Segment Start: Given records

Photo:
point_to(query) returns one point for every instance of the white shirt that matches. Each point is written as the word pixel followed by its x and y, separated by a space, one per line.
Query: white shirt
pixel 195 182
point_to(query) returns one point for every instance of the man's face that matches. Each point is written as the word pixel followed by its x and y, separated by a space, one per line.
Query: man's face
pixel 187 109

Segment End: Given records

Activity
Working through the records, copy each line in which the word "point" appears.

Response to the task
point_to(query) returns one point for every instance of the white shirt that matches. Each point is written as the word pixel followed by its x and y, separated by a space, one per line.
point_to(query) returns one point for every instance of the man's face that matches. Each point is written as the word pixel followed by its x and y, separated by a space, one per line.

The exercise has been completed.